### 本文抜粋

-------------------------

説明

光触媒の活性化装置およびそれを用いた光触媒の活性化方法

【課題】粉状、粒状、棒状または繊維状などの立体的な対象物中あるいはその表面に担持された光触媒を満遍なく活性化する装置およびそれを用いた光触媒の活性化方法を提供する。
【解決手段】(A)振とう機、(B)該振とう機上に設置された曲面を有する、活性化対象物を振とうするための振とう容器、(C)光触媒作用を有する化合物を構成材料の一成分として含有する活性化対象物を挿入するための、光触媒作用の活性化に必要とされる励起光を透過する材料で構成された回転可能な形状の活性化対象物収納容器および(D)該振とう機上部に設けられた、活性化対象物に励起光を照射するための光照射体よりなる光触媒活性化装置。

-------------------------

コレクションから抽出したデータ
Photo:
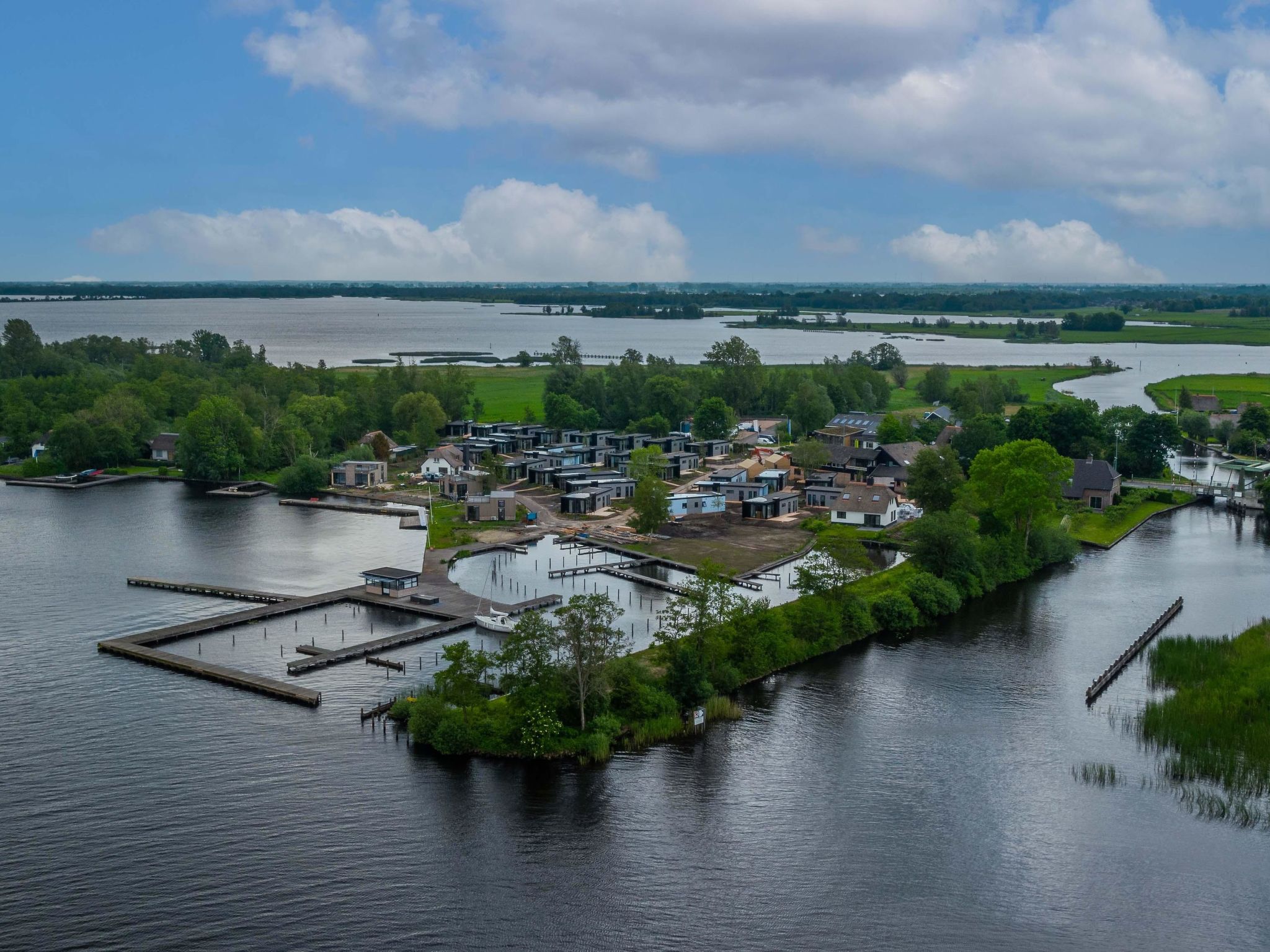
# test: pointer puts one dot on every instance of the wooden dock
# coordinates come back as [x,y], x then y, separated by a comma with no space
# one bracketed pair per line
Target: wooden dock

-------------------------

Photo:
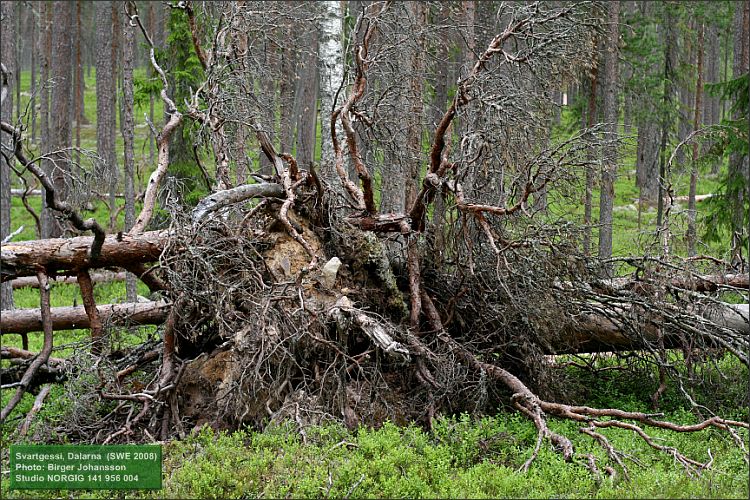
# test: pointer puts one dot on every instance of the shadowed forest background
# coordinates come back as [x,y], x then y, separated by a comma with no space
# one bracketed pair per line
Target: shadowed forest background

-------------------------

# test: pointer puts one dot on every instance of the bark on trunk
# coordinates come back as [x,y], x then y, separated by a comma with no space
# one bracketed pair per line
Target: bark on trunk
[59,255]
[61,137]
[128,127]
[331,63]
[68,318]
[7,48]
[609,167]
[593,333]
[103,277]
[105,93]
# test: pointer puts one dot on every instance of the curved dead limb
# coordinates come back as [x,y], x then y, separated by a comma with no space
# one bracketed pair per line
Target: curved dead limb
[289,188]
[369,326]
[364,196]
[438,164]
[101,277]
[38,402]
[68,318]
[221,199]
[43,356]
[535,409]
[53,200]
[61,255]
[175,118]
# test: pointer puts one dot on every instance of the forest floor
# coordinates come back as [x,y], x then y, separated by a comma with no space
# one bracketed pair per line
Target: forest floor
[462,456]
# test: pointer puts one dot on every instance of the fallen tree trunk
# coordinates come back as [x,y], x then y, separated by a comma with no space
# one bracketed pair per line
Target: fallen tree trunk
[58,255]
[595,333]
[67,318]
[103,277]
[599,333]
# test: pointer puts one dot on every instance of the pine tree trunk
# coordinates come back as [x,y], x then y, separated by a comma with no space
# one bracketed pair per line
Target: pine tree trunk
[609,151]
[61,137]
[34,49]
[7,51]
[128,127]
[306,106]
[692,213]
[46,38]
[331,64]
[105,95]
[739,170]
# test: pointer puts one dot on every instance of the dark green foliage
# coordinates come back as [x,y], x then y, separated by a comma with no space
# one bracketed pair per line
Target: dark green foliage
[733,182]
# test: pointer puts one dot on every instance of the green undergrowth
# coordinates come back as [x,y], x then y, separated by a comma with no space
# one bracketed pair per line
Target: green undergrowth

-------------------------

### 作業内容
A. 光触媒の活性化に関する本文にある次の文を英語に訳してください。「粉状、粒状、棒状または繊維状などの立体的な対象物中あるいはその表面に担持された光触媒を満遍なく活性化する装置およびそれを用いた光触媒の活性化方法を提供する。」
B. エントリの行を書き写してください。「the forest floor」を含む行から始めて、「Target: green undergrowth」を含む行で終えてください。

### 解答一覧
A. To provide a device that evenly activates a photocatalyst supported within or on the surface of a three-dimensional object, such as a powdery, granular, rod-shaped, or fibrous object, and a method for activating a photocatalyst using the device.

B.
# test: pointer puts one dot on every instance of the forest floor
# coordinates come back as [x,y], x then y, separated by a comma with no space
# one bracketed pair per line
Target: forest floor
[462,456]
# test: pointer puts one dot on every instance of the fallen tree trunk
# coordinates come back as [x,y], x then y, separated by a comma with no space
# one bracketed pair per line
Target: fallen tree trunk
[58,255]
[595,333]
[67,318]
[103,277]
[599,333]
# test: pointer puts one dot on every instance of the pine tree trunk
# coordinates come back as [x,y], x then y, separated by a comma with no space
# one bracketed pair per line
Target: pine tree trunk
[609,151]
[61,137]
[34,49]
[7,51]
[128,127]
[306,106]
[692,213]
[46,38]
[331,64]
[105,95]
[739,170]
# test: pointer puts one dot on every instance of the dark green foliage
# coordinates come back as [x,y], x then y, separated by a comma with no space
# one bracketed pair per line
Target: dark green foliage
[733,182]
# test: pointer puts one dot on every instance of the green undergrowth
# coordinates come back as [x,y], x then y, separated by a comma with no space
# one bracketed pair per line
Target: green undergrowth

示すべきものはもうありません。